* [TASK BRIEF]:
Go through the material below and copy out every line that contains the string "shirt". Matching is case-sensitive.

--- begin ---

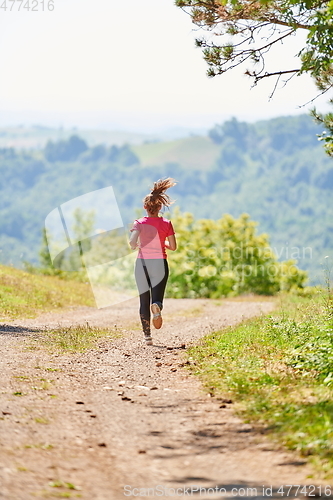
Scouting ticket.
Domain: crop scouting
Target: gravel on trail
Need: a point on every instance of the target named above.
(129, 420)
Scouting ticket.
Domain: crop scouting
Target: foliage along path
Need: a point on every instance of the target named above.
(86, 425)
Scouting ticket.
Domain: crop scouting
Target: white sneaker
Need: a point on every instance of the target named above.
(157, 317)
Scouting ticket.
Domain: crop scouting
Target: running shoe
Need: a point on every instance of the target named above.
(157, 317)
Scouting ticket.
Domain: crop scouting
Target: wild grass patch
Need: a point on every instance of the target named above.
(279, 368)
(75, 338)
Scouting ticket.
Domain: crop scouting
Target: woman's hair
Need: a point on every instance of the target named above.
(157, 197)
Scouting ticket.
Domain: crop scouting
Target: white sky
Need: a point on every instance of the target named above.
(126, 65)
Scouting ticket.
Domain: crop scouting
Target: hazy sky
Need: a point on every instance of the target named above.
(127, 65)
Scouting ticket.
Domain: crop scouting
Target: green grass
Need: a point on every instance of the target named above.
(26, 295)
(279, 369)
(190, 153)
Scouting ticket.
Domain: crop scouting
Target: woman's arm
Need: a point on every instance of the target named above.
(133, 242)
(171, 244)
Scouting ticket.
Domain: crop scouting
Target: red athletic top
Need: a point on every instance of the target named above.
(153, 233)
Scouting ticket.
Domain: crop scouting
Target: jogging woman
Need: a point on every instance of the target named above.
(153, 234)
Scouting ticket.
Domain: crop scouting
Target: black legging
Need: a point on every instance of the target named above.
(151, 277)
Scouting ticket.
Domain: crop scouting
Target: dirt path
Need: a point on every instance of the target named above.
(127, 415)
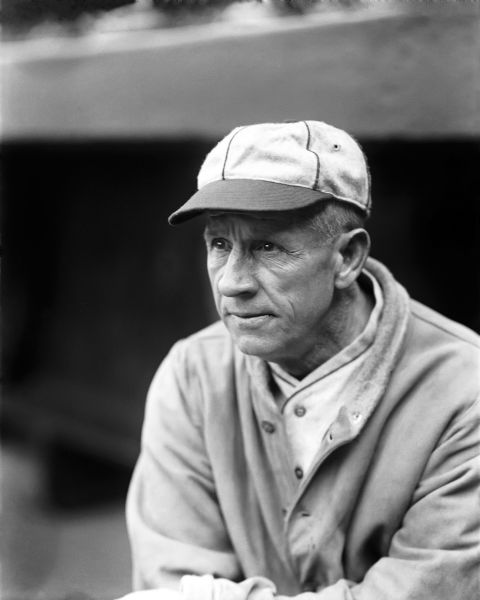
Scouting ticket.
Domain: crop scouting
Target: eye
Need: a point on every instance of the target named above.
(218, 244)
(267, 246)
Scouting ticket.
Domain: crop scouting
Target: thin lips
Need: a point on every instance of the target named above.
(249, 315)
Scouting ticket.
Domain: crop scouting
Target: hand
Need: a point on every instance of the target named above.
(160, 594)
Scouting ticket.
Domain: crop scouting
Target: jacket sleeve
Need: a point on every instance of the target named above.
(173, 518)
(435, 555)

--- end ---
--- begin ---

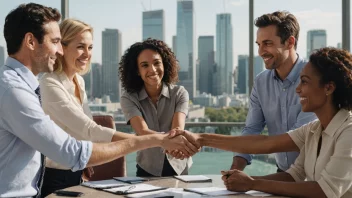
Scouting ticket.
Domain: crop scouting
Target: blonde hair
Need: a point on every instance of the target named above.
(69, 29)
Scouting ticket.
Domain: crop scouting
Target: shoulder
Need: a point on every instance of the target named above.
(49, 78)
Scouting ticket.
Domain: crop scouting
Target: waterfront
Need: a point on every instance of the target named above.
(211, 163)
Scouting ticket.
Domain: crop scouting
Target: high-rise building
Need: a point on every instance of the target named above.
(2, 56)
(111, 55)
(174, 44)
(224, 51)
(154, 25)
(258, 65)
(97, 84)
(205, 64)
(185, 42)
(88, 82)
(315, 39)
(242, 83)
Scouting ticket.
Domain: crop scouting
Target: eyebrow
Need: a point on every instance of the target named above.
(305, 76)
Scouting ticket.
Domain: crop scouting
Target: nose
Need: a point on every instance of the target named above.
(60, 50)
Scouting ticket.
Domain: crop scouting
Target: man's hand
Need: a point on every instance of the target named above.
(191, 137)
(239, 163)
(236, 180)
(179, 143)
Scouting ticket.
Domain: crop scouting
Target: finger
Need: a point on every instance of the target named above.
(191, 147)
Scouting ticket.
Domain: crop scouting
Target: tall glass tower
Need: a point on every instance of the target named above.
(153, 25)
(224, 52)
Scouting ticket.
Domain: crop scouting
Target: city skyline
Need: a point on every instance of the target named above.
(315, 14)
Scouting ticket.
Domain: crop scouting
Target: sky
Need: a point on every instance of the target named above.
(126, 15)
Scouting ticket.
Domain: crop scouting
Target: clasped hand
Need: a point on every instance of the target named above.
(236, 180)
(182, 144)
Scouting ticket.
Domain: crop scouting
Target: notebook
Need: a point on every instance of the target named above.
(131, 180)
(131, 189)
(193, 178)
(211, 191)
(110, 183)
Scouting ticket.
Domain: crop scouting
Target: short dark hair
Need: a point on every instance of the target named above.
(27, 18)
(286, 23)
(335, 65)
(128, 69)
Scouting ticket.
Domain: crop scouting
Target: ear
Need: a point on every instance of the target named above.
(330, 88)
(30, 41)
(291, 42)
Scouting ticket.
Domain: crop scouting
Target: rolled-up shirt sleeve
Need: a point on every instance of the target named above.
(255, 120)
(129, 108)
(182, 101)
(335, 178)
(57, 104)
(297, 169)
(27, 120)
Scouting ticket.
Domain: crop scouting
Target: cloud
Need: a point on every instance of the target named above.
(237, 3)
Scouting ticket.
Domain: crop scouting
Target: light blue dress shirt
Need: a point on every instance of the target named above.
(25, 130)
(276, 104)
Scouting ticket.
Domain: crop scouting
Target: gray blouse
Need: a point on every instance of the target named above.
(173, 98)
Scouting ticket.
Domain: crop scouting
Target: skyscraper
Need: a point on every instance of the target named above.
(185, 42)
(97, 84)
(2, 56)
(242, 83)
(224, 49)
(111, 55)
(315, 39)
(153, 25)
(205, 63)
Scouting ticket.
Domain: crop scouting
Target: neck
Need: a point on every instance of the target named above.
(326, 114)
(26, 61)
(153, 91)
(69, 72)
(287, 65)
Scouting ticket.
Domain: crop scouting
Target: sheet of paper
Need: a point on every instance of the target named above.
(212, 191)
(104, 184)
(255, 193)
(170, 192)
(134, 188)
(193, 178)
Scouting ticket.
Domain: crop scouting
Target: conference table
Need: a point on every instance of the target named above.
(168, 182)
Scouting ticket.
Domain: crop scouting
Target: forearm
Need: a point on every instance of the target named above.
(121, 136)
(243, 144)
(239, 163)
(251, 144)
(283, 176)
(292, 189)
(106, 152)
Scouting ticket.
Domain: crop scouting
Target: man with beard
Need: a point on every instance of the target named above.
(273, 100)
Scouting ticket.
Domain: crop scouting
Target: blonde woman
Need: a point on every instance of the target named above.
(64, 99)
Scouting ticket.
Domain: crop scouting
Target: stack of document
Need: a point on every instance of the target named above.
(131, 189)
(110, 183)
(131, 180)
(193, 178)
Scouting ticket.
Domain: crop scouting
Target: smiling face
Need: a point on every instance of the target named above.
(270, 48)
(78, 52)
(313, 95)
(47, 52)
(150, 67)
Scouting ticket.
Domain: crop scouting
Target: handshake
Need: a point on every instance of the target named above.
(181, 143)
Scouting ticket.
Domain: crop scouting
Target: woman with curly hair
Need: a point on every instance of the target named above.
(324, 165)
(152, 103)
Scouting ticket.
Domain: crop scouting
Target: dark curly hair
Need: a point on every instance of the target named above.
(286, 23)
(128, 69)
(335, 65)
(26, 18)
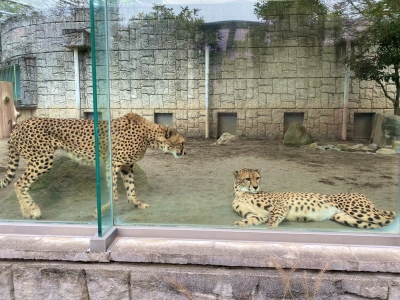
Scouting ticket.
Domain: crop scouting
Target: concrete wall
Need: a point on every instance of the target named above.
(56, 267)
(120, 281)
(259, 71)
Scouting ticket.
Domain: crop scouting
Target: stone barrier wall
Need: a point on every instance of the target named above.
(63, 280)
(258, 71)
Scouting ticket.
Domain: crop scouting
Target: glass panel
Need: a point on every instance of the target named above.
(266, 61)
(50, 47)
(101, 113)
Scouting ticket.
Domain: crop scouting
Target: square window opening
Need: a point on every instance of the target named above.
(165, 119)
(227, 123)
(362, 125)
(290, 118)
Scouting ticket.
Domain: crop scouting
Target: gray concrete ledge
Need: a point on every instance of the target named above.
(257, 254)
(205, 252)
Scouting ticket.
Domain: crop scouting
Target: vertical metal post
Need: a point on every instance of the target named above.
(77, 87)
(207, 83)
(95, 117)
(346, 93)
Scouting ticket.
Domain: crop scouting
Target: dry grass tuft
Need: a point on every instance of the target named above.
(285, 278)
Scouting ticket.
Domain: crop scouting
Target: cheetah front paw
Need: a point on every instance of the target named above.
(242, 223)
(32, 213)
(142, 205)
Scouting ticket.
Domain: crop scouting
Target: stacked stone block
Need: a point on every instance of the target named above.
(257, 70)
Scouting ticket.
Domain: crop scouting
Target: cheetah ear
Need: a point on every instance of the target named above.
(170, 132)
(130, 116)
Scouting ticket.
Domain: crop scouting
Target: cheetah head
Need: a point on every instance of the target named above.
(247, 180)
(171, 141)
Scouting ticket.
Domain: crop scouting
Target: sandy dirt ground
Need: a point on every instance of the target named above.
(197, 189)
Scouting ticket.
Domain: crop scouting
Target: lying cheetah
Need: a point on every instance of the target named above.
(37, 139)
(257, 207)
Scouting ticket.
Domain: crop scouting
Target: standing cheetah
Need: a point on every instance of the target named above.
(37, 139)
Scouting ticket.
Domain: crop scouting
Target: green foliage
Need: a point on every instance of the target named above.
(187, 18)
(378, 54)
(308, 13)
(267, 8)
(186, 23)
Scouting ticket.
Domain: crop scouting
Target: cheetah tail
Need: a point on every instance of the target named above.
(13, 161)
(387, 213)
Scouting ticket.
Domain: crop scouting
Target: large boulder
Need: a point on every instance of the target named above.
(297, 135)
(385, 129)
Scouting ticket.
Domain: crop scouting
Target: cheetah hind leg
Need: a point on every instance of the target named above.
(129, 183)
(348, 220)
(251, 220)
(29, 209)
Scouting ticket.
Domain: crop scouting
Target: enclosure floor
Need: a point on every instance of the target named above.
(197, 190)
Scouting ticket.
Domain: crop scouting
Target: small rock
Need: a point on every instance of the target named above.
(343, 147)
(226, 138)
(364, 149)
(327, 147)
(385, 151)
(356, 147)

--- end ---

* [REPLY TO THE EXERCISE]:
Target: rolled-up shirt sleeve
Target: light blue dress shirt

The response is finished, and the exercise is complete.